■ Region pointing data
[Start of section]

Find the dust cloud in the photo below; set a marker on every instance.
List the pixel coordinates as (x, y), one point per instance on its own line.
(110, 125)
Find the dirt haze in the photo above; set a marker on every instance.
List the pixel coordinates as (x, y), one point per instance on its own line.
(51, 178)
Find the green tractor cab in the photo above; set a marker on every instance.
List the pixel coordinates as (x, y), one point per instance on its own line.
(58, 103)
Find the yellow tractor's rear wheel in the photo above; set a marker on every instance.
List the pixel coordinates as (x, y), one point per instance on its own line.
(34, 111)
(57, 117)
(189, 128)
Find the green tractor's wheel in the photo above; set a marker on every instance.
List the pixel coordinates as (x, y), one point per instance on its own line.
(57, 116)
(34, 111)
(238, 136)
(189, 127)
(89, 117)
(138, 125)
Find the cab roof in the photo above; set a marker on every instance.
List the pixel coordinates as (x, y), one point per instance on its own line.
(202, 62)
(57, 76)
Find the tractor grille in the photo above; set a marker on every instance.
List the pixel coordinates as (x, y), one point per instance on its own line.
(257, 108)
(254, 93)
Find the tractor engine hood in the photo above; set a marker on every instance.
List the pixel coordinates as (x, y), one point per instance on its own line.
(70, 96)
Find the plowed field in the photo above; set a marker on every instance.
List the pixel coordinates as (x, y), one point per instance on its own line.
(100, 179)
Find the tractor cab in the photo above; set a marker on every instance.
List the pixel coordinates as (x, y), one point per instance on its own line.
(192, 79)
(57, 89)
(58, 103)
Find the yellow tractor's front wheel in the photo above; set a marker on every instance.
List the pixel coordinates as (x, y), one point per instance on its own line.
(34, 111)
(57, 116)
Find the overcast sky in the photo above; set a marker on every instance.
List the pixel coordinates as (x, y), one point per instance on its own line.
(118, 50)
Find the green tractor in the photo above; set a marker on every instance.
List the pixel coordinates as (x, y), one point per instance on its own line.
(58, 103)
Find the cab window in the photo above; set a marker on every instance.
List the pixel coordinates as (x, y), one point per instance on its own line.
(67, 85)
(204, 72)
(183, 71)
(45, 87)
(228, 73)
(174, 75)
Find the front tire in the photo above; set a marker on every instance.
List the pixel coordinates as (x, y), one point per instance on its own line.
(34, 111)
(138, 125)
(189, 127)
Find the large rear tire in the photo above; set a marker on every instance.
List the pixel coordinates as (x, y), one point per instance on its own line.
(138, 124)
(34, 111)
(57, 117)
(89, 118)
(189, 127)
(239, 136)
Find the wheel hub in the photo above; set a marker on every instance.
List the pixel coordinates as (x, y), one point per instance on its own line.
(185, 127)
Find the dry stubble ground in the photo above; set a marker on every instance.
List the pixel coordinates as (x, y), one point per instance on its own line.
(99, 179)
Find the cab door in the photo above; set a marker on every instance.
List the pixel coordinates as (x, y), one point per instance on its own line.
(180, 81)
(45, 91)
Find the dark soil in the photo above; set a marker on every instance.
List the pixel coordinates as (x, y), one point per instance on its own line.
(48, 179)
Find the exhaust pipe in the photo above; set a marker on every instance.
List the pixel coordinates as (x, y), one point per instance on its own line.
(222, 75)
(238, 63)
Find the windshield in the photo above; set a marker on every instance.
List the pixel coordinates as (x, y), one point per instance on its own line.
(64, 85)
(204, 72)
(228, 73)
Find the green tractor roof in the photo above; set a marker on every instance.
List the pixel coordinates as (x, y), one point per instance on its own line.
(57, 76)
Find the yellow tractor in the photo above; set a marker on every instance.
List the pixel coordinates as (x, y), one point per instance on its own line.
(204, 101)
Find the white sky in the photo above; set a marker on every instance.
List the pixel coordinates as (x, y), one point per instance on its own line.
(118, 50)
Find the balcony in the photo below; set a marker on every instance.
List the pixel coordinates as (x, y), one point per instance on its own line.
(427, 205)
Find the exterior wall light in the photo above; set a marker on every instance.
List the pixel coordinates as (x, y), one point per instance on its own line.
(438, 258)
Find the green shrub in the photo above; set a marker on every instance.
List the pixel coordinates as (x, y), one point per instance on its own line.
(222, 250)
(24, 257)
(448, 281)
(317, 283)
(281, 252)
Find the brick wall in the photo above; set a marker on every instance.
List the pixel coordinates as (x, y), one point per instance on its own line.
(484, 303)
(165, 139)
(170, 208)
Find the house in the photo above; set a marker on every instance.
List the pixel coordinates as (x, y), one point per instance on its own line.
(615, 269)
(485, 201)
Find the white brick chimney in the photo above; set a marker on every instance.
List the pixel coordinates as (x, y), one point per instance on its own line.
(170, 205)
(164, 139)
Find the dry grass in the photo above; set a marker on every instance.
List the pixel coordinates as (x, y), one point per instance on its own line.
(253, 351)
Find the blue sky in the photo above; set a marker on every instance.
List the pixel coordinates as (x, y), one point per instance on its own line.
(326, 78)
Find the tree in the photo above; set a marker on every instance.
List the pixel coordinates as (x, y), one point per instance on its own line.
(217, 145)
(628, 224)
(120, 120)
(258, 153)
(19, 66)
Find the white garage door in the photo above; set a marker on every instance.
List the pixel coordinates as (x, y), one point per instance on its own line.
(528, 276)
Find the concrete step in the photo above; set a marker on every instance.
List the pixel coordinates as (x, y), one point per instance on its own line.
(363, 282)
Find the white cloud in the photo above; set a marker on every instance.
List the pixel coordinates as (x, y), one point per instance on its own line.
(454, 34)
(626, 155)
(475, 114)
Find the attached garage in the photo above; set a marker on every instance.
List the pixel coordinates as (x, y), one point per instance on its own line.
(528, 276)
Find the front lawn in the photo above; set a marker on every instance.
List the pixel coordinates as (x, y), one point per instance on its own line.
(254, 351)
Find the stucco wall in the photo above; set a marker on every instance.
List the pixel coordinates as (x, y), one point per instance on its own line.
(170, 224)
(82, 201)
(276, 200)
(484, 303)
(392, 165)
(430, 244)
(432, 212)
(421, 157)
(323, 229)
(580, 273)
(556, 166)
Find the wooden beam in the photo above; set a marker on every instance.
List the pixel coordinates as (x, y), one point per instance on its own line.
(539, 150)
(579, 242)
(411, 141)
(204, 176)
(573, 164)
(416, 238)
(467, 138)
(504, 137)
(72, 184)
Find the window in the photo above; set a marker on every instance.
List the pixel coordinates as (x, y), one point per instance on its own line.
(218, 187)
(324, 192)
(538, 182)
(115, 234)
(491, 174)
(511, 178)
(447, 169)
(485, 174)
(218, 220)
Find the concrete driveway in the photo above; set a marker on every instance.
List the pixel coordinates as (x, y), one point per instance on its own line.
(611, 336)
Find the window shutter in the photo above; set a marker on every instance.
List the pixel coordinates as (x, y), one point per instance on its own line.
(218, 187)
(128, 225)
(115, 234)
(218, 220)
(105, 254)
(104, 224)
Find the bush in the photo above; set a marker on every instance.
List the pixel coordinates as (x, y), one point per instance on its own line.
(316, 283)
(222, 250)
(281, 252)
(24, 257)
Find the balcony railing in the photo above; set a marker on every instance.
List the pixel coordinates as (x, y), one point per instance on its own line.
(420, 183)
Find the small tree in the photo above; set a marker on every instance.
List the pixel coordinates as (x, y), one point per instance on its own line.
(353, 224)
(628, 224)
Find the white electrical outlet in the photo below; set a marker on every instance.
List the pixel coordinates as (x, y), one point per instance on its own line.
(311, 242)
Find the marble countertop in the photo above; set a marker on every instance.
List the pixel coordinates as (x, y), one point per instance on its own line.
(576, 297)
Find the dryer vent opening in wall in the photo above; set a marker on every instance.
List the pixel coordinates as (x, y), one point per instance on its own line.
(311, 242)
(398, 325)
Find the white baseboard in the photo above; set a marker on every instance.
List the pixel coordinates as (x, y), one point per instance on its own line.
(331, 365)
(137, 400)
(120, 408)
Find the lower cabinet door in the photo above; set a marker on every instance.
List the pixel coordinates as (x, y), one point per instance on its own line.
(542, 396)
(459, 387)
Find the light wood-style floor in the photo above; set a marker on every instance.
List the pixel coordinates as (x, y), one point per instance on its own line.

[End of section]

■ Your instructions
Scan the entries above. Copy each line that has the string "cloud".

■ Response area
Find the dust cloud in the photo below; set a marker on every instance.
Find the white cloud in the photo above; set a marker on every instance.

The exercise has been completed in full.